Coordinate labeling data
────────────────────
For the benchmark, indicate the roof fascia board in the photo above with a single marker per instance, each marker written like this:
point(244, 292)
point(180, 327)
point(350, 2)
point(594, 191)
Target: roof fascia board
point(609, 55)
────────────────────
**What the task requires**
Express each line of the listing as a string in a JSON list, one string per line, omitting blank lines.

**In response**
[
  "For the benchmark, indicate the roof fascia board in the photo above with a single marker per instance, each marker written like this:",
  "point(244, 292)",
  "point(180, 327)",
  "point(350, 2)",
  "point(594, 191)",
  "Target: roof fascia board",
  "point(609, 55)"
]